What the Long-Term Outcome Trials Actually Show

Both PCSK9 inhibitors produce near-identical cardiovascular risk reduction across multi-year follow-up. FOURIER (N=27,564) tested evolocumab 140 mg every 2 weeks or 420 mg monthly added to maximally tolerated statin therapy in patients with established atherosclerotic cardiovascular disease. At a median follow-up of 2.2 years, the primary composite endpoint (cardiovascular death, myocardial infarction, stroke, hospitalization for unstable angina, or coronary revascularization) occurred in 9.8 percent of the evolocumab group versus 11.3 percent in the placebo group, a hazard ratio of 0.85 (95% CI 0.79 to 0.92, P<0.001) 1.

ODYSSEY OUTCOMES (N=18,924) evaluated alirocumab 75 mg every 2 weeks (titrated to 150 mg if needed) in patients with acute coronary syndrome within the prior 12 months. Over a median of 2.8 years, the primary four-component MACE endpoint occurred in 9.5 percent of alirocumab patients versus 11.1 percent of placebo patients, a hazard ratio of 0.85 (95% CI 0.78 to 0.93, P<0.001) 2.

Dataset section
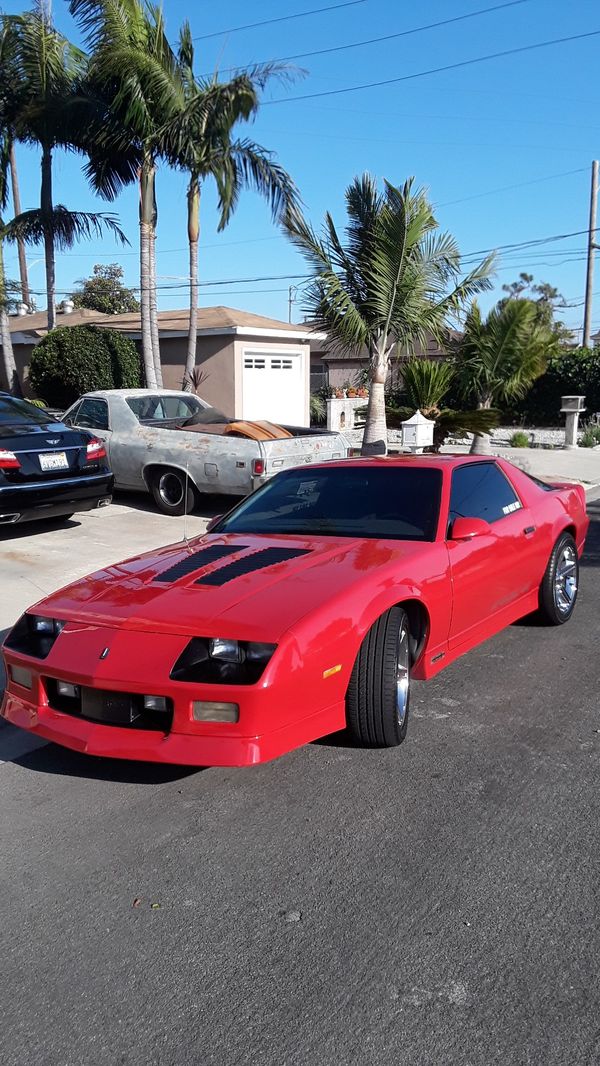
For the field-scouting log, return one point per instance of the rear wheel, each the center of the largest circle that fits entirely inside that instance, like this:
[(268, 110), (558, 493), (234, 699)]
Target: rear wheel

Things to do
A: According to the PCSK9 trials text, in what percentage of alirocumab patients in ODYSSEY OUTCOMES did the primary endpoint occur?
B: Decide whether each statement agrees with the PCSK9 trials text, and quote the words that settle it: (i) FOURIER enrolled patients with acute coronary syndrome within the prior 12 months. (ii) ODYSSEY OUTCOMES had a median follow-up of 2.8 years. (iii) Alirocumab was given at 140 mg every 2 weeks.
C: Please carry the PCSK9 trials text on from the point where it stops.

Expected outputs
A: 9.5 percent

B:
(i) No: "in patients with established atherosclerotic cardiovascular disease"
(ii) Yes: "Over a median of 2.8 years"
(iii) No: "alirocumab 75 mg every 2 weeks (titrated to 150 mg if needed)"

C:
Why the Matching Hazard Ratios Matter

The identical HR of 0.85 in both trials is not coincidence. It reflects the mechanistic similarity of the two drugs: both block PCSK9-mediated degradation of hepatic LDL receptors, and the relative cardiovascular benefit of LDL-C lowering scales predictably with the absolute LDL-C reduction regardless of the agent producing that reduction. The Cholesterol Treatment Trialists' meta-analysis, covering more than 170,000 participants, found approximately an 11 percent relative risk reduction in major vascular events per 1 mmol/L (38.7 mg/dL) LDL-C reduction 3.

Duration of Follow-Up and Tachyphylaxis

Neither trial showed any erosion of LDL-C lowering effect over time. In FOURIER, LDL-C was reduced from a baseline mean of 92 mg/dL to 30 mg/dL at week 48 and remained stable through week 240 in the open-label extension cohort 4. In ODYSSEY OUTCOMES, alirocumab lowered LDL-C by 54.7 percent at 4 months, and that reduction was maintained through the full 2.8-year median follow-up 2. Tachyphylaxis, the gradual loss of drug effect seen with some biologics, has not been observed with either agent in any registered trial to date.


Magnitude of LDL-C Reduction: Head-to-Head Evidence

No large randomized trial has directly compared evolocumab and alirocumab in a head-to-head design. The comparison rests on cross-trial data and a handful of smaller crossover studies.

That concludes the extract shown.